● **Complete the following**
(1) Translate this sentence from the passage on St Martin's Church, Osmaston into French: "It consists of a nave, aisles, chancel, west tower, south porch and vestry."
(2) Carry on the passage about St Martin's Church, Osmaston, starting after its final sentence.

Selected passage Start Marker

St Martin's Church, Osmaston is a Grade II* listed parish church in the Church of England in Osmaston, Derbyshire Dales.

==History==

The original church may have dated from 1606. The first stone of the new church was laid on 8 June 1843. and it was designed by Henry Isaac Stevens of Derby. It consists of a nave, aisles, chancel, west tower, south porch and vestry. The external stone for the walls is limestone from land owned by Henry FitzHerbert, 3rd Baronet of Tissington, and other stone from the quarries at Stanton near Ashbourne was used for the windows, doors, buttresses, and moulded and ornamental portions. The builder was William Evans of Ellastone, Ashbourne.

The £9,000 cost of rebuilding plus the attached school-rooms was funded by Francis Wright of Lenton, Nottingham, and the church was consecrated by the Bishop of Lichfield, Rt. Revd. John Lonsdale on 23 June 1845.

==War memorial==

The churchyard contains a Grade II listed war memorial of 1921 by Walter Shirley, 11th Earl Ferrers.

Selected passage End Marker
Entries supplied Start Marker

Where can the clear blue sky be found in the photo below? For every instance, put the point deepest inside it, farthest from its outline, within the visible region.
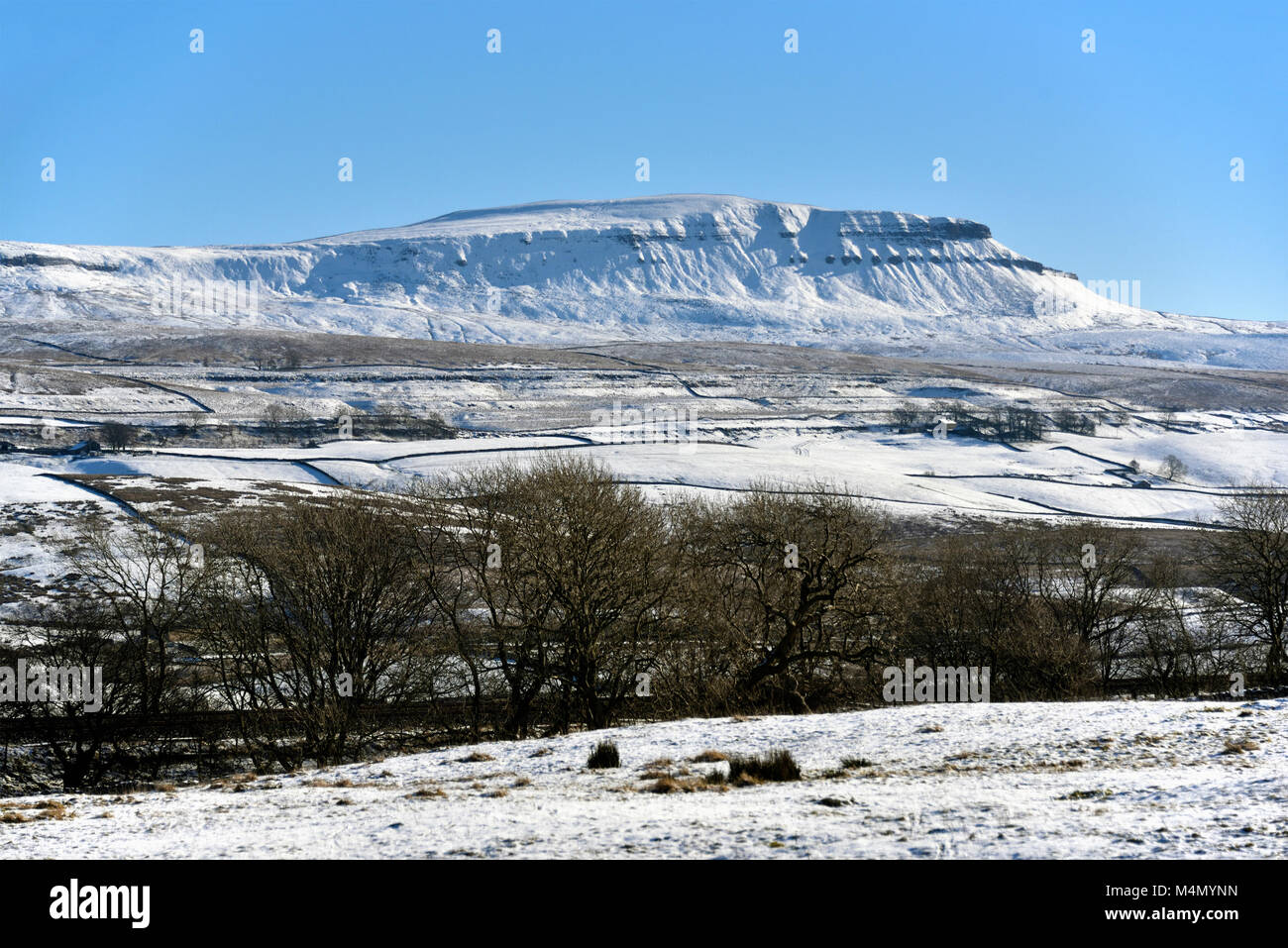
(1115, 163)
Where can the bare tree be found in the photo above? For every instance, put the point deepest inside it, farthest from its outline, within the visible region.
(320, 620)
(1248, 565)
(795, 579)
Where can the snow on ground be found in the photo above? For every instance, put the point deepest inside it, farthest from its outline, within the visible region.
(1113, 780)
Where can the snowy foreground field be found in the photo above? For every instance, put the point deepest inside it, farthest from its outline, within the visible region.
(1104, 780)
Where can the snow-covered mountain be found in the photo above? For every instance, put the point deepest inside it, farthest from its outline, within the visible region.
(675, 266)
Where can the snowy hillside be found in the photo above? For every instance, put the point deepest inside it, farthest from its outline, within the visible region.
(657, 268)
(1095, 780)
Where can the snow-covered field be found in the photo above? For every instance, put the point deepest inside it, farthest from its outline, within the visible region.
(1112, 780)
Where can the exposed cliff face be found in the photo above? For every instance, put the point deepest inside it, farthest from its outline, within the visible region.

Entries supplied End Marker

● **Answers below**
(1) Elle se compose d'une nef, de bas-côtés, d'un chœur, d'une tour ouest, d'un porche sud et d'une sacristie.

(2)
==Parish status==
The church is in a joint parish with
- All Saints' Church, Brailsford
- St James' Church, Edlaston
- St Michael's Church, Shirley
- Holy Trinity Church, Yeaveley

==Organ==
The church contains a pipe organ which was obtained in 2000 from the United Reformed Church, Ashbourne. It was installed within the casework of the previous Brindley & Foster organ. A specification of the current organ can be found on the National Pipe Organ Register.

==Bells==

The church tower contains a peal of 6 bells, 5 of them dating from 1845 by Charles and George Mears. The treble dates from 1914 and was cast by Mears and Stainbank.